Goal of the exercise —
Exactly transcribe the span of lines from the one containing "<point>1184,656</point>" through the final line of the entries, inclusive, and nothing outside it. Exclude the pictures.

[Opening Data for the task section]

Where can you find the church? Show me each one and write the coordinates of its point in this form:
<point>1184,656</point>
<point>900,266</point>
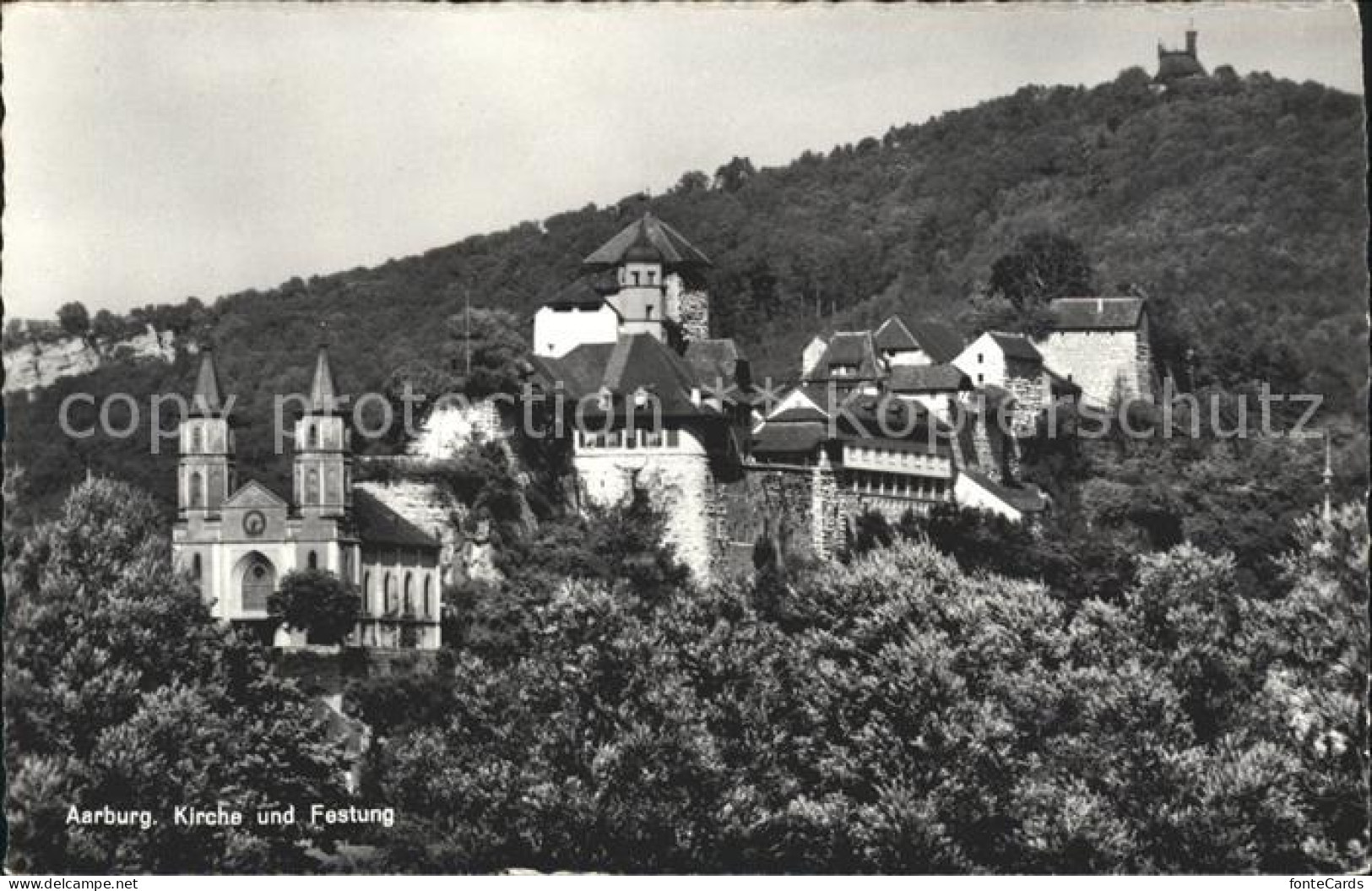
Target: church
<point>237,539</point>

[Closing Data for the task section]

Final answer —
<point>1184,656</point>
<point>900,266</point>
Target: church
<point>237,539</point>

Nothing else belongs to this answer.